→ Task to carry out
Set down the listing below again, exactly as written.

→ Data provided
§ §

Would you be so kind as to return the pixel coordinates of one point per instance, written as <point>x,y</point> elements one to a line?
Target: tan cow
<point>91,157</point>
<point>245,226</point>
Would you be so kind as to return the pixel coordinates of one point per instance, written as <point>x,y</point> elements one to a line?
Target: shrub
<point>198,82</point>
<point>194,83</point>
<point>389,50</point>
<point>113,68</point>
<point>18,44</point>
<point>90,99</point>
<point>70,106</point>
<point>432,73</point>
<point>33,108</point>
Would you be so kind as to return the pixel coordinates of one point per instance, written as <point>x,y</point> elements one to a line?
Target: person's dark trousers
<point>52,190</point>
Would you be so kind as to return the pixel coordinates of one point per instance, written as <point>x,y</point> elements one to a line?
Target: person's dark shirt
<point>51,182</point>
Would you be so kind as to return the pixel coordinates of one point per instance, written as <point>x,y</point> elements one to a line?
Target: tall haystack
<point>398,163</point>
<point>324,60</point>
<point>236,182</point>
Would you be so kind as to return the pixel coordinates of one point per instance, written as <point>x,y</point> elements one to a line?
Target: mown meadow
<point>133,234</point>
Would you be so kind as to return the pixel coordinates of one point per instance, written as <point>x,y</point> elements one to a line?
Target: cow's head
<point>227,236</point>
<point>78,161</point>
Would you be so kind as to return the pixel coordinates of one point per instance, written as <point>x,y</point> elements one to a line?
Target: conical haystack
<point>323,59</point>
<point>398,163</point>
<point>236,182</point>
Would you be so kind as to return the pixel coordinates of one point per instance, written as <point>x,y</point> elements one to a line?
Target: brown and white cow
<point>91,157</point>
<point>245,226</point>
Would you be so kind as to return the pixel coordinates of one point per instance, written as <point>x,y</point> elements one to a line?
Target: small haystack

§ §

→ Written answer
Would you be so kind as to return the pixel coordinates of one point per instance, written as <point>x,y</point> elements one to a line?
Target: tan cow
<point>91,157</point>
<point>245,226</point>
Would you be so kind as to return the pixel coordinates of one point per instance, written as <point>x,y</point> elements one to a line?
Target: shrub
<point>198,82</point>
<point>194,83</point>
<point>389,50</point>
<point>113,68</point>
<point>18,44</point>
<point>90,99</point>
<point>70,106</point>
<point>432,73</point>
<point>33,108</point>
Would you be so kind as to return the pixel coordinates of one point per instance, written as <point>x,y</point> elements one to a line?
Target: person's dark trousers
<point>52,190</point>
Would you be so kind as to return the pixel coordinates of one point per instance, written as <point>x,y</point> elements one to a line?
Target: person's dark shirt
<point>51,182</point>
Would you be so kind as to return the pixel coordinates of one point per instance, written as <point>x,y</point> elements one to a line?
Target: tall haystack
<point>398,163</point>
<point>324,60</point>
<point>236,182</point>
Would you be so kind as to return the pixel coordinates of one point per instance, written as <point>x,y</point> elements one to a line?
Target: mown meadow
<point>133,234</point>
Would you be so kind as to return the pixel coordinates of one point per instance, written as <point>x,y</point> elements one to a line?
Target: cow's head
<point>227,236</point>
<point>78,161</point>
Would you be so kind as to return the pixel coordinates of one point per instance, written as <point>x,y</point> elements one to a line?
Target: conical haystack
<point>323,59</point>
<point>398,163</point>
<point>236,182</point>
Would you be so kind as to return the pixel coordinates of one point per instance, written as <point>x,y</point> elements one to a line?
Target: brown and white cow
<point>91,157</point>
<point>245,226</point>
Would you be so kind as to return the pixel coordinates of one point per instance, written as <point>x,y</point> elements one to a line?
Target: small haystack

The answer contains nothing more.